#### GOAL:
Rewrite the lines from the one containing "Mark a point on each instance of the rock cliff" through the final line, substituting "sea cliff" for "rock cliff" and changing nothing else.

[Pointing dataset records]

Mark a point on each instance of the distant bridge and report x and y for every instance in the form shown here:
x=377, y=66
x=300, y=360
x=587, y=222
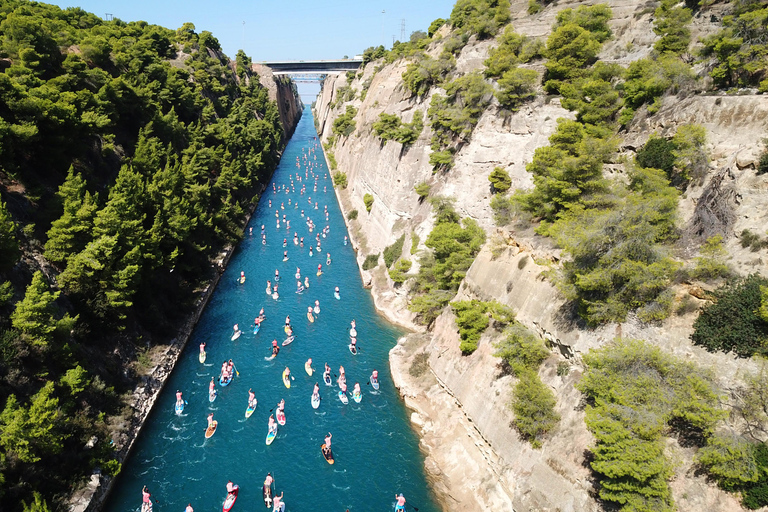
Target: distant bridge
x=305, y=68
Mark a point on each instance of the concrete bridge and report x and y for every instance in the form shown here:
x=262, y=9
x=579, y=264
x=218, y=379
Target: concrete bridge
x=304, y=68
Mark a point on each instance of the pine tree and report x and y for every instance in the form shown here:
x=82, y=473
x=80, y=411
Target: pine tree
x=9, y=246
x=33, y=315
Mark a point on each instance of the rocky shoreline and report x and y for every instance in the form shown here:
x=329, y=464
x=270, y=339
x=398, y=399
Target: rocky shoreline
x=92, y=496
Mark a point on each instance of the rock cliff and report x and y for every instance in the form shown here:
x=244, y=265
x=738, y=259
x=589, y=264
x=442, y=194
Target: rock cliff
x=475, y=457
x=284, y=93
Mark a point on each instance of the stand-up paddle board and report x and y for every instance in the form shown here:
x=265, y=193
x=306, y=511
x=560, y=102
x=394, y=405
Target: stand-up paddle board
x=286, y=379
x=327, y=454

#### ANSWER:
Mark a point on each instance of the sea cliff and report x and y for every instance in the form shown here:
x=244, y=265
x=738, y=259
x=589, y=264
x=442, y=194
Target: sea cliff
x=475, y=457
x=284, y=93
Mark a point on each instance of the stand-up paddle board and report x and y for every instance in the form shown here:
x=265, y=193
x=306, y=511
x=560, y=102
x=394, y=405
Target: stand-up paddle board
x=286, y=379
x=327, y=454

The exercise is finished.